SHORT TASK
In the stretch from the line containing "One point marks each instance of the orange" through the line containing "x=310, y=206", swap "one per line" for "each on a separate line" and write those lines out again, leaving everything else as it is.

EXTRACTED DATA
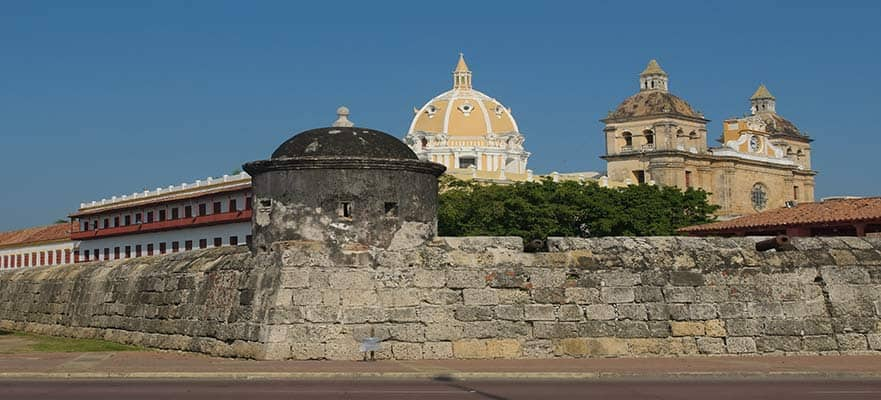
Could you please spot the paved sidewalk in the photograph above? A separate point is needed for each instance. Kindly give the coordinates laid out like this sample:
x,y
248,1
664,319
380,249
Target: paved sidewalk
x,y
174,365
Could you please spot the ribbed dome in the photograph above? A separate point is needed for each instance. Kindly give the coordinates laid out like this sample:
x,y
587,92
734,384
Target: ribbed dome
x,y
653,103
775,124
463,111
341,141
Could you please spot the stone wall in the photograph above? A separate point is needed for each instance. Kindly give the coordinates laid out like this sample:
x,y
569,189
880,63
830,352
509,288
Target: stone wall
x,y
472,298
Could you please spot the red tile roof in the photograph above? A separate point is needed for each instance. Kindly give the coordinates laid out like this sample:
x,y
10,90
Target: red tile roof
x,y
829,212
38,234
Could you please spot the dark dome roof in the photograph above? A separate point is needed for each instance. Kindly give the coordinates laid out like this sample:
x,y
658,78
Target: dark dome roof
x,y
653,102
349,142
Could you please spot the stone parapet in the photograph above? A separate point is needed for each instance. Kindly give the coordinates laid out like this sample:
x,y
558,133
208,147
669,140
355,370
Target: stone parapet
x,y
471,298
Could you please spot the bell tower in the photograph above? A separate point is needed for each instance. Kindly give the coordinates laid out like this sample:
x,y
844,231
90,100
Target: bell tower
x,y
653,77
762,101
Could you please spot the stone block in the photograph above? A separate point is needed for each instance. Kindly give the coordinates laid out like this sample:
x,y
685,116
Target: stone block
x,y
474,313
480,329
712,294
631,329
580,295
322,313
592,347
441,296
874,341
570,312
679,294
767,344
635,312
679,328
465,279
711,345
361,315
648,294
741,345
539,312
407,351
294,278
554,330
509,312
819,343
358,298
437,350
352,279
480,297
537,349
399,297
699,311
657,311
619,278
444,331
731,310
596,328
434,313
679,311
405,314
469,349
515,278
686,278
513,296
547,277
617,295
851,341
503,348
716,328
744,327
765,310
549,295
429,278
307,351
600,312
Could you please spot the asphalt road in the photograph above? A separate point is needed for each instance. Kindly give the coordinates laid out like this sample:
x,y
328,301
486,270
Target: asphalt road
x,y
430,390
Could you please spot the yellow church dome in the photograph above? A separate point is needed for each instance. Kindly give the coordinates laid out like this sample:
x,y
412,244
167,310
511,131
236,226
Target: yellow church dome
x,y
463,111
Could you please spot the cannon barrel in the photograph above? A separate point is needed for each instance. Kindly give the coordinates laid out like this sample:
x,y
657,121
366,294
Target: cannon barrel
x,y
778,242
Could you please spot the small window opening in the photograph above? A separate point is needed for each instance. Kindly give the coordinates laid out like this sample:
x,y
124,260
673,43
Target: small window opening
x,y
391,209
345,209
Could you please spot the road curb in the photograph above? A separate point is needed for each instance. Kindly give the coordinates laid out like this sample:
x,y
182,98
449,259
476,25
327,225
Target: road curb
x,y
451,376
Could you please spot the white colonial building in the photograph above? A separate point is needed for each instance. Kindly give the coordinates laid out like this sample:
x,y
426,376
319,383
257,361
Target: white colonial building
x,y
470,133
37,246
207,213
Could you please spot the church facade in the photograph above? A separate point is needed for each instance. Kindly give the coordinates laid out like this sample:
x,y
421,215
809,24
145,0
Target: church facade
x,y
656,137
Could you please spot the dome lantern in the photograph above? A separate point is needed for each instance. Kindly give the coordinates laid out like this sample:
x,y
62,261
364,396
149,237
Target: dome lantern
x,y
653,77
462,75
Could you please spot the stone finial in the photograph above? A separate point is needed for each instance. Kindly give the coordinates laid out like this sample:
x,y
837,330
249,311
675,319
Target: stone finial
x,y
343,118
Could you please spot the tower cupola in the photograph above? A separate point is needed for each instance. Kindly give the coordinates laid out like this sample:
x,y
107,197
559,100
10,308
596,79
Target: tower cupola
x,y
653,77
462,75
762,101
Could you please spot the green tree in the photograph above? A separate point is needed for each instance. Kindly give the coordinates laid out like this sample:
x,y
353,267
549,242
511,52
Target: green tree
x,y
534,210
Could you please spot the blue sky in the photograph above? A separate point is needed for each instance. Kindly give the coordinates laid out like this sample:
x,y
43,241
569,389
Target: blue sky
x,y
106,98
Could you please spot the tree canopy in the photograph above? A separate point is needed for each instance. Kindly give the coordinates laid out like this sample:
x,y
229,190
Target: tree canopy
x,y
536,210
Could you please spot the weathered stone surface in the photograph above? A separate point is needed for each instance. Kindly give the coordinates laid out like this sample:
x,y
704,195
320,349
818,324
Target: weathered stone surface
x,y
470,298
739,345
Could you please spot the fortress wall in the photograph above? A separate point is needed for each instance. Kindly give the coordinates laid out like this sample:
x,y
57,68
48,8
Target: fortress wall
x,y
209,301
471,298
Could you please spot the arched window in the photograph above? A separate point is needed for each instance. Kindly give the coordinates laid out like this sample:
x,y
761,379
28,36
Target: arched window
x,y
759,196
649,137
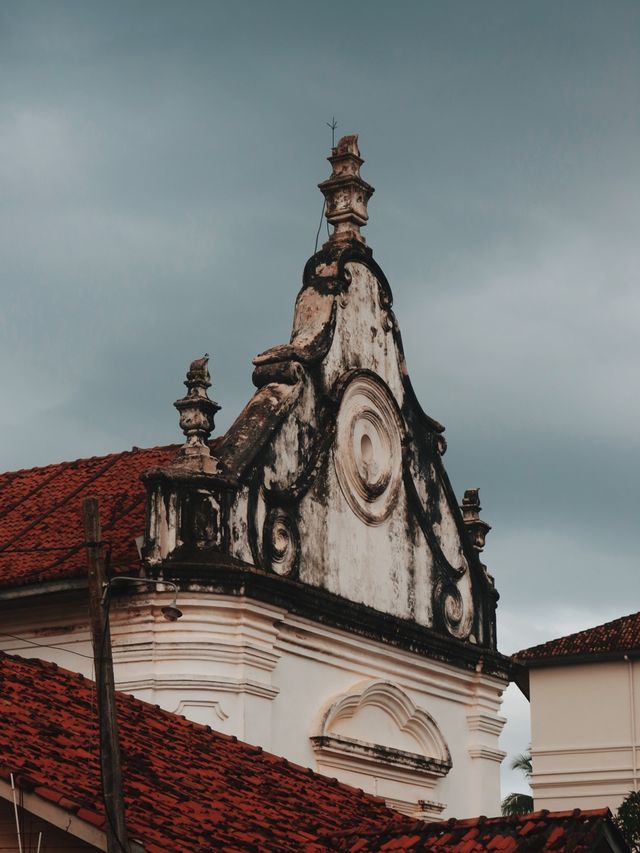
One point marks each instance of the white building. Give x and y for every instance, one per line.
x=584, y=691
x=336, y=610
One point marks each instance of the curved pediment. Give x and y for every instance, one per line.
x=382, y=714
x=333, y=474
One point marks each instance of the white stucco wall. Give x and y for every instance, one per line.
x=585, y=721
x=269, y=678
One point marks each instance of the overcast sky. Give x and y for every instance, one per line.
x=158, y=171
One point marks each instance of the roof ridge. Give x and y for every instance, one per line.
x=113, y=458
x=575, y=634
x=55, y=472
x=66, y=462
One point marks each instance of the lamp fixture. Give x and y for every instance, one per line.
x=171, y=612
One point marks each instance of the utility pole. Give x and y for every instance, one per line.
x=110, y=768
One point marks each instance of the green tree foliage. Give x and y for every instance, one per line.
x=628, y=819
x=519, y=803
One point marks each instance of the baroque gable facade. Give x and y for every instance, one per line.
x=336, y=610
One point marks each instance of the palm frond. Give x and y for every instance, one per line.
x=516, y=803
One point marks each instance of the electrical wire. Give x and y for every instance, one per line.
x=44, y=645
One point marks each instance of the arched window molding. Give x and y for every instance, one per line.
x=372, y=761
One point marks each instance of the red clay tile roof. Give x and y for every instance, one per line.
x=191, y=790
x=543, y=832
x=617, y=637
x=41, y=531
x=188, y=789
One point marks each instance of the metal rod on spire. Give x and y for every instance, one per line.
x=332, y=124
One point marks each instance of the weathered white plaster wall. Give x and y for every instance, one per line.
x=585, y=721
x=267, y=677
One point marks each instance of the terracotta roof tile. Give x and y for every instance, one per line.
x=41, y=531
x=187, y=788
x=619, y=636
x=544, y=832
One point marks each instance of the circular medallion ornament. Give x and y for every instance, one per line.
x=281, y=542
x=368, y=451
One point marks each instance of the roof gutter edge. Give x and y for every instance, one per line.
x=31, y=590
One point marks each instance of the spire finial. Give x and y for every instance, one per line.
x=346, y=193
x=197, y=414
x=471, y=509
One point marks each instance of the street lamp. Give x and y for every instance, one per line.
x=99, y=604
x=171, y=612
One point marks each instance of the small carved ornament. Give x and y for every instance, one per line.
x=197, y=419
x=477, y=528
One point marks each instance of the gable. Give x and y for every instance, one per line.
x=333, y=476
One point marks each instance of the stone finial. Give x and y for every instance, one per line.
x=477, y=528
x=346, y=193
x=197, y=414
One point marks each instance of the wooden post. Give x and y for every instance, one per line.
x=111, y=772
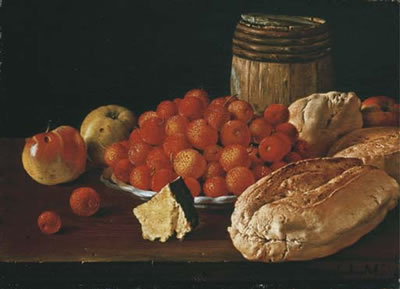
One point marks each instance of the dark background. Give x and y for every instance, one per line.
x=60, y=58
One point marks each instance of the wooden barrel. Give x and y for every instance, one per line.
x=278, y=59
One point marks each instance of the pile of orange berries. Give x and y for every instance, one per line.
x=218, y=147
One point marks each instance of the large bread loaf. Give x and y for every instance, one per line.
x=377, y=146
x=311, y=209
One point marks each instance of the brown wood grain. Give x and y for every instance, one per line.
x=113, y=235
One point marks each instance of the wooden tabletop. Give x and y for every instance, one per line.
x=113, y=237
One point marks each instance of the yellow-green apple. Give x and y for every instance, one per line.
x=55, y=157
x=104, y=126
x=380, y=111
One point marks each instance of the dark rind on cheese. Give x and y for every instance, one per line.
x=185, y=199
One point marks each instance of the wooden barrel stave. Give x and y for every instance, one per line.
x=278, y=59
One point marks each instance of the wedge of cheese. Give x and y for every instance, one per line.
x=169, y=211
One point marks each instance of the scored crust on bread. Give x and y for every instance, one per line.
x=377, y=146
x=310, y=209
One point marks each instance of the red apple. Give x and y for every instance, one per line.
x=55, y=157
x=380, y=111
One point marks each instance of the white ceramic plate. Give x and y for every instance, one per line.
x=199, y=202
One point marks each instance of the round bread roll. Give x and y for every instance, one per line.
x=377, y=146
x=311, y=209
x=322, y=118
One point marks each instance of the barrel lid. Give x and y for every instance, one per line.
x=281, y=38
x=282, y=22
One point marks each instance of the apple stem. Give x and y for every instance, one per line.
x=48, y=125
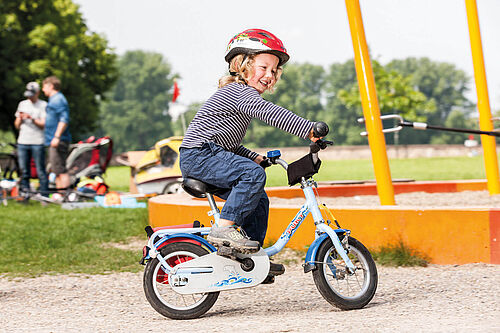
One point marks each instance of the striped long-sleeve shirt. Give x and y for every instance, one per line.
x=225, y=116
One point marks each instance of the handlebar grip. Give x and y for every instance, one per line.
x=320, y=129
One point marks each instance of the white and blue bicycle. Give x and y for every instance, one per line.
x=184, y=273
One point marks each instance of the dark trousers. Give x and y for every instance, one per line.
x=37, y=152
x=247, y=203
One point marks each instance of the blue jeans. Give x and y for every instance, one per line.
x=25, y=153
x=246, y=201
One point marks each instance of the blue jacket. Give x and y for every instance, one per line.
x=57, y=111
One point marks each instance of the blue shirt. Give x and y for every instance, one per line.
x=57, y=111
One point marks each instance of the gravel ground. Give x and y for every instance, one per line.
x=432, y=299
x=476, y=199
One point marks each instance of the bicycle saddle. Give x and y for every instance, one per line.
x=199, y=189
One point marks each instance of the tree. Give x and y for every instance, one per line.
x=442, y=83
x=395, y=95
x=135, y=115
x=39, y=38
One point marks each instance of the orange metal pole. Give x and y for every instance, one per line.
x=483, y=101
x=369, y=102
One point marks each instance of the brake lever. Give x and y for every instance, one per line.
x=324, y=143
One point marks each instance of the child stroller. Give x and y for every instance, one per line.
x=86, y=163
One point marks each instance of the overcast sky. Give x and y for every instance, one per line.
x=193, y=34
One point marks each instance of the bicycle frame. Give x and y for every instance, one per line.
x=310, y=206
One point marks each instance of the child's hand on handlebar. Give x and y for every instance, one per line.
x=263, y=161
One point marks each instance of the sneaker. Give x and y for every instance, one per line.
x=231, y=237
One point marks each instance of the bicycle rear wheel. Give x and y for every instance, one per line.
x=340, y=288
x=161, y=296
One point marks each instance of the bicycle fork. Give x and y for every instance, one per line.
x=321, y=226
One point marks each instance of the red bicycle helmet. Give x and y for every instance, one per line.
x=254, y=41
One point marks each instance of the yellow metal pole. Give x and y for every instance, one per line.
x=483, y=101
x=369, y=102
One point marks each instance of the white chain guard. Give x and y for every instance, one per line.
x=216, y=273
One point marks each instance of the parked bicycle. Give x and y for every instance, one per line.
x=184, y=273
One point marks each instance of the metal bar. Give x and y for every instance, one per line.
x=369, y=102
x=424, y=126
x=483, y=102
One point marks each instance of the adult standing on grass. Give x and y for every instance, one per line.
x=30, y=121
x=57, y=135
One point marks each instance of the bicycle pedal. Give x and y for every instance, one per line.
x=226, y=251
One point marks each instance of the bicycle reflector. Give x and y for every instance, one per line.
x=273, y=154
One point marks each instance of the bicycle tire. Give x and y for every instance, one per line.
x=156, y=285
x=330, y=278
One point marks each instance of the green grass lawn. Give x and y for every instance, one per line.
x=37, y=240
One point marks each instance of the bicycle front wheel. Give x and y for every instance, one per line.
x=161, y=296
x=341, y=288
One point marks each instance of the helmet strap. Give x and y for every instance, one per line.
x=242, y=61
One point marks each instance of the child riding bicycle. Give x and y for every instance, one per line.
x=212, y=152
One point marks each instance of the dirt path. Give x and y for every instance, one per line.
x=432, y=299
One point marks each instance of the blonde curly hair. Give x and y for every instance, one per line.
x=241, y=69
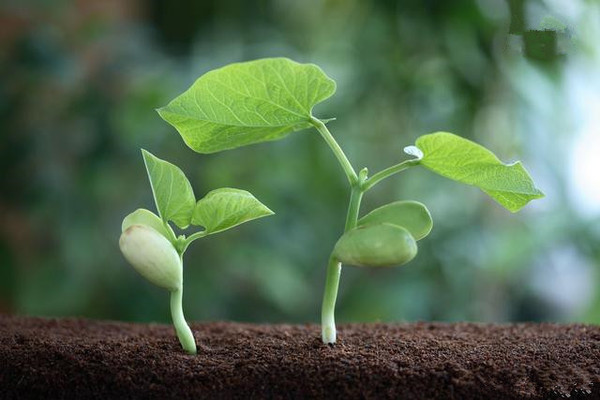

ANSWER
One point marks each instance of the orange metal pole. Give x and y for every instance, each on a separate line.
x=483, y=101
x=369, y=102
One point marks each instance of the brake lever. Give x and y for every instance, each on a separate line.
x=324, y=143
One point marks each instance of the child stroller. Give x and y for every instance, each on a separate line.
x=86, y=163
One point marks each instance of the overcast sky. Give x and y for every instance, each on a separate line.
x=193, y=34
One point marks each instance of the bicycle frame. Give x and y for every instance, each on a separate line.
x=310, y=206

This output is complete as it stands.